### [EXERCISE TASK]
Look through the lines below and copy out each one that contains the word "storage".

### [MATERIAL SHOWN]
----------------
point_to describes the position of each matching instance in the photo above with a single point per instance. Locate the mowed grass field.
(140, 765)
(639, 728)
----------------
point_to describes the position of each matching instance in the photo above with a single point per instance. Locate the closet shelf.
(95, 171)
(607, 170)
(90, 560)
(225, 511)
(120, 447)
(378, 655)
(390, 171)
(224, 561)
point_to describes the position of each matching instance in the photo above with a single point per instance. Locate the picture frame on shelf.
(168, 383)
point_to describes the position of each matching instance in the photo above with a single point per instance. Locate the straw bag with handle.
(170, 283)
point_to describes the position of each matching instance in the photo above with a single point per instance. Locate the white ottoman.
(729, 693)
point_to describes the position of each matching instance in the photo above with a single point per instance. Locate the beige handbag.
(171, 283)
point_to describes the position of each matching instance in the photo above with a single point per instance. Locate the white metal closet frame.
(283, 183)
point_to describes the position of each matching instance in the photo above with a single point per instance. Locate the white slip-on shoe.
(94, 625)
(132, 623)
----------------
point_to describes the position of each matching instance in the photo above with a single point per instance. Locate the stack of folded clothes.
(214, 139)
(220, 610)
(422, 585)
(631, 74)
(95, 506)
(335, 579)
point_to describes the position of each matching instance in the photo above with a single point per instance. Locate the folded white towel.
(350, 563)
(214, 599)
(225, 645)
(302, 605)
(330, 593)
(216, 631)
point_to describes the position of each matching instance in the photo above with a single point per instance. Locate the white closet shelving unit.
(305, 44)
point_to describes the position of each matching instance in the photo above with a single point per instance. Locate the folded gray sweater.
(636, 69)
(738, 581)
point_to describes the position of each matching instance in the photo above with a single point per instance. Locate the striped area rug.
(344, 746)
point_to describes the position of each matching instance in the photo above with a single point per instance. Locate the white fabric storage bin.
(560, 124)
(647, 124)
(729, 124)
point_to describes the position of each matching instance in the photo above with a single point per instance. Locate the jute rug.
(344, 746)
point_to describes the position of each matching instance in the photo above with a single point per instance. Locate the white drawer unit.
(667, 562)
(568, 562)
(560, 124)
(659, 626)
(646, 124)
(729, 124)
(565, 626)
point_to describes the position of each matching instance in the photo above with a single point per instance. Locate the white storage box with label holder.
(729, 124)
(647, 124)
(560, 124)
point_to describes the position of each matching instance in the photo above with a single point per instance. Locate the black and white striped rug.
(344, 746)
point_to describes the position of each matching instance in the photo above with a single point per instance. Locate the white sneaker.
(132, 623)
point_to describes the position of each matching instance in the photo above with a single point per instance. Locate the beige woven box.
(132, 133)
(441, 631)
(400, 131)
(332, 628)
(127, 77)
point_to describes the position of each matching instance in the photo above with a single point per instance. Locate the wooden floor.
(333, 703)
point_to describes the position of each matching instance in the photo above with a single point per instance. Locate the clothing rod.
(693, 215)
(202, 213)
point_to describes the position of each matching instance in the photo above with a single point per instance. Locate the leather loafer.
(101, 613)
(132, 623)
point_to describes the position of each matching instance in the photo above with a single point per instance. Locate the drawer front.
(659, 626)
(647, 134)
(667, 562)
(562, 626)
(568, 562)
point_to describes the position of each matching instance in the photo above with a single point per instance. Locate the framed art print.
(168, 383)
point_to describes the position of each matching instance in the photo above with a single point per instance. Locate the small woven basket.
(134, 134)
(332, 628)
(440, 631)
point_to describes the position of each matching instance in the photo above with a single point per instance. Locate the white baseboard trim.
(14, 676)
----------------
### [OUTPUT FOR THIS EXERCISE]
point_to describes the position of each matching instance in the photo above with a single point per instance. Locate the white fabric storage bin.
point_to describes the position of each matching instance in the photo above with a single point per instance. Locate the white storage box with label holder.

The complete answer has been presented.